__Work instructions__:
Arrange the lines of the entries below as a JSON list of strings, one string per line with blank lines left out, running from the line with "task: segment the blue led banner" up to and including the final line of the entries.

__Record excerpts__:
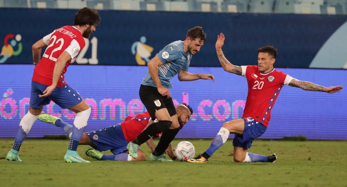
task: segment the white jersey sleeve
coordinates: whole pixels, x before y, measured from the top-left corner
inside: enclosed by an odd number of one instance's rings
[[[64,51],[68,53],[71,56],[71,59],[73,59],[78,54],[78,52],[81,49],[78,43],[76,41],[76,40],[74,39],[71,41],[70,45]]]
[[[242,65],[241,68],[242,69],[242,73],[241,75],[246,77],[246,70],[247,69],[247,65]]]
[[[51,36],[53,34],[53,33],[55,32],[56,30],[54,30],[54,31],[52,32],[51,34],[45,36],[45,37],[43,37],[43,38],[42,38],[42,39],[43,39],[43,42],[44,42],[44,43],[46,45],[48,45],[48,44],[49,44],[49,41],[51,41]]]
[[[289,85],[289,83],[290,83],[290,82],[293,79],[294,79],[294,78],[291,77],[290,75],[287,74],[287,76],[286,76],[286,79],[284,80],[284,83],[283,83],[283,84],[286,85]]]

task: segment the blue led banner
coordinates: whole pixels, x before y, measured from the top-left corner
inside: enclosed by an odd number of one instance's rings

__Answer to this task__:
[
  "task: segment the blue led banner",
  "coordinates: whole pixels, x before y, measured from the top-left corner",
  "inside: enclosed by an odd number of one instance's rings"
]